Sad to say, it's the dealers poor attention and lack of care that gives me a good proportion of my work.

Just be sure to inspect the car panel by panel when dry, idealy under bright/artificial light and make sure there are no scratches etc before accepting delivery.

Dave


----------



## The Rainman (Jun 1, 2008)

Edinburgh Audi told me that on average 4 out of every 10 cars have some form of bodywork "damage" from the jounney over (usually small scratches to small dents" These are repaired pre delivery and the customer is none the wiser.


----------



## matt225tt (Apr 4, 2008)

The Rainman said:


> Edinburgh Audi told me that on average 4 out of every 10 cars have some form of bodywork "damage" from the jounney over (usually small scratches to small dents" These are repaired pre delivery and the customer is none the wiser.


this is correct, i know this for a fact as the company i work for have contract with audi dealerships and i personally have painted loads of cars that have been damaged in transit and the customer is just fobbed off with some story about the delivery being slow, meanwhile their new car is in being painted!

> [Prompt a] In one to three sentences, explain why matt225tt says in the forum thread that he knows the Edinburgh Audi claim is correct.
The rows that follow are unrelated to the forum thread.

[Location identification entries]
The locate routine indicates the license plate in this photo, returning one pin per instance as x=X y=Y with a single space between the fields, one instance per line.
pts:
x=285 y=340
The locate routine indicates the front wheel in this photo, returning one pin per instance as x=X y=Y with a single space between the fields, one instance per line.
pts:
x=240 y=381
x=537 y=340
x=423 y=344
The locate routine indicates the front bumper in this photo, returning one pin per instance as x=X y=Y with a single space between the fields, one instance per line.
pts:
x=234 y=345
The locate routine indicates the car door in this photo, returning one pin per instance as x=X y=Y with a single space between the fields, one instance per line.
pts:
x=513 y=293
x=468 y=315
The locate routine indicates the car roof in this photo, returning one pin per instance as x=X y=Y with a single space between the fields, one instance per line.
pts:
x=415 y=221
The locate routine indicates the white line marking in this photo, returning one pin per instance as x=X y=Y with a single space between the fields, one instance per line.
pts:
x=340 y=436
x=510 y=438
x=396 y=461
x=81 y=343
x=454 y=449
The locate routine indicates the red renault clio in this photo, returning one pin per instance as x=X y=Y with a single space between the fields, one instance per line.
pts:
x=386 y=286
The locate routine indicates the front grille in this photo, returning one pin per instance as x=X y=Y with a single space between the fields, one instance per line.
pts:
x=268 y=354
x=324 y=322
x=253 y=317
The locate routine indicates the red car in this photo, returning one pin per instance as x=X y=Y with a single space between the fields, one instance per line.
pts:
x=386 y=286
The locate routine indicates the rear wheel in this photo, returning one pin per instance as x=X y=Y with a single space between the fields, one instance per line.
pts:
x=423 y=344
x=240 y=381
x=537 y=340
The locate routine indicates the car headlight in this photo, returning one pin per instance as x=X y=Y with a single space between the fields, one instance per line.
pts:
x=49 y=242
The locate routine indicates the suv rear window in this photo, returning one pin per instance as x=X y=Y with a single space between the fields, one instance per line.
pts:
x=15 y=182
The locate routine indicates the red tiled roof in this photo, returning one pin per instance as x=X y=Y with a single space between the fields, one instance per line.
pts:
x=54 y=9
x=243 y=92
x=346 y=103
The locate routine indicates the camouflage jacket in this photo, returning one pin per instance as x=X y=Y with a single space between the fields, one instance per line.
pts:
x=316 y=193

> [Prompt b] Rewrite the rows starting at the line that has "The locate routine indicates the suv" and continuing through the last row, replacing "camouflage jacket" with "green jacket" and leaving everything else unchanged.

> [Full answer a] He says it is a fact because the company he works for has a contract with Audi dealerships. He has personally painted many cars that were damaged in transit.

> [Full answer b]
The locate routine indicates the suv rear window in this photo, returning one pin per instance as x=X y=Y with a single space between the fields, one instance per line.
pts:
x=15 y=182
The locate routine indicates the red tiled roof in this photo, returning one pin per instance as x=X y=Y with a single space between the fields, one instance per line.
pts:
x=54 y=9
x=243 y=92
x=346 y=103
The locate routine indicates the green jacket in this photo, returning one pin per instance as x=X y=Y with a single space between the fields, one instance per line.
pts:
x=316 y=193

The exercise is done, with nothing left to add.